**WORK REQUIRED**
Copy every line of the listing below that contains the string "plant".

------ MATERIALS PROVIDED ------

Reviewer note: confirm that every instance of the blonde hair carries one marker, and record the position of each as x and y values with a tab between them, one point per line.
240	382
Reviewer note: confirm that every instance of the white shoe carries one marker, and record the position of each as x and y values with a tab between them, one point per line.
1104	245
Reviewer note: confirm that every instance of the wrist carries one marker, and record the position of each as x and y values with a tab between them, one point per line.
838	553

------
------ MATERIALS PROVIDED ------

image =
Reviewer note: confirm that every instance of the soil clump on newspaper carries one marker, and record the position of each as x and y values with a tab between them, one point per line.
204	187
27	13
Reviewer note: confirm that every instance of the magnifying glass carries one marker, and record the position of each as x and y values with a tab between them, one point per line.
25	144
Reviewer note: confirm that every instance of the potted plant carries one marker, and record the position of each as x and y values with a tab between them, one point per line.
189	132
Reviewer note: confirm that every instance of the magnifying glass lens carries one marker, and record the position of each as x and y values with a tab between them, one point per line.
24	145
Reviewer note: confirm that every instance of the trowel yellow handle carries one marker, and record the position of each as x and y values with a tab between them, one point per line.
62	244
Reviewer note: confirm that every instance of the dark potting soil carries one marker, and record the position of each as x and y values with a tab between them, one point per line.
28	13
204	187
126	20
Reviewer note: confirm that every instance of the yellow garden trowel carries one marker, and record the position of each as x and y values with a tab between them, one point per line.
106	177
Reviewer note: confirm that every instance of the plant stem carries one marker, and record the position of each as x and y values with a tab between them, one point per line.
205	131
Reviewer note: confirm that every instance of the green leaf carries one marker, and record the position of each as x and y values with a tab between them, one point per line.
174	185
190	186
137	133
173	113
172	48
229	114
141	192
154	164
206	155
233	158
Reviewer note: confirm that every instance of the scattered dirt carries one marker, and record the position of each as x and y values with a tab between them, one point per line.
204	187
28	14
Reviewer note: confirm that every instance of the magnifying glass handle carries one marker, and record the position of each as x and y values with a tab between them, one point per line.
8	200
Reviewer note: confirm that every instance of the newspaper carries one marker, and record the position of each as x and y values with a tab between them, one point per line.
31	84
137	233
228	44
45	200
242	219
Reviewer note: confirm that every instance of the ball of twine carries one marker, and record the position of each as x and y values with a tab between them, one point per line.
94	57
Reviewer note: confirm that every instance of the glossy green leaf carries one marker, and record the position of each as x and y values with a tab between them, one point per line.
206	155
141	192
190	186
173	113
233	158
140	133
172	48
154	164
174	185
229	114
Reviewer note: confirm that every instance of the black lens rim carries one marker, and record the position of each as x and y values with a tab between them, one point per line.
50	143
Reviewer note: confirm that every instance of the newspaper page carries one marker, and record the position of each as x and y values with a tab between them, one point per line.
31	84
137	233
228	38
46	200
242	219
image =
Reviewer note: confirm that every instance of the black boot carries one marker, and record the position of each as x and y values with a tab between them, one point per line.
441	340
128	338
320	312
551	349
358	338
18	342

------

**TASK RESPONSE**
Reviewer note: confirm that every instance of the potted plant carries one marker, and record the position of each as x and y values with a tab between them, one point per line.
Reviewer note: confirm that every instance of the plant stem carries one marker, and record the position of each as x and y values with a tab between them, one point per line.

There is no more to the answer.